*Exercise:*
State how many lines of the data below contain the word "instance". Reply with the number alone.

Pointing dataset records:
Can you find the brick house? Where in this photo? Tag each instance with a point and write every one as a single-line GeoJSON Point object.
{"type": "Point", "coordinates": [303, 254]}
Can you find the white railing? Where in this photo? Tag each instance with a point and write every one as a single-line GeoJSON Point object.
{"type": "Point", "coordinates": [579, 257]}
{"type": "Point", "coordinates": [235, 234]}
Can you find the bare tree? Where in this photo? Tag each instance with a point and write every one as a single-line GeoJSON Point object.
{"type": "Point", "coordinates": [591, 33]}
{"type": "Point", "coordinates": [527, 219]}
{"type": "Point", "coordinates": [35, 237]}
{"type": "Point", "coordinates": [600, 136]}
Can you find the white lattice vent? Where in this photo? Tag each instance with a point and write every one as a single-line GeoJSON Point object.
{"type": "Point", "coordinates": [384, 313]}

...

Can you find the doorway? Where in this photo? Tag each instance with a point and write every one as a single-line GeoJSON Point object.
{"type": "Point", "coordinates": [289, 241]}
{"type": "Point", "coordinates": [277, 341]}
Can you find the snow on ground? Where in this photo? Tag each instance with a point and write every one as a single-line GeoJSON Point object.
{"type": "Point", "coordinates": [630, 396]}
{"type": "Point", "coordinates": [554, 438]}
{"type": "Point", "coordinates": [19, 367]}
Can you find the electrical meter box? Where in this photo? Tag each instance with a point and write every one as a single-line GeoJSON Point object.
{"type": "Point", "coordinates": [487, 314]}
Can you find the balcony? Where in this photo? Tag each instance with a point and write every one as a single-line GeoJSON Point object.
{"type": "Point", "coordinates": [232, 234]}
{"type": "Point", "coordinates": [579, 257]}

*Output below:*
8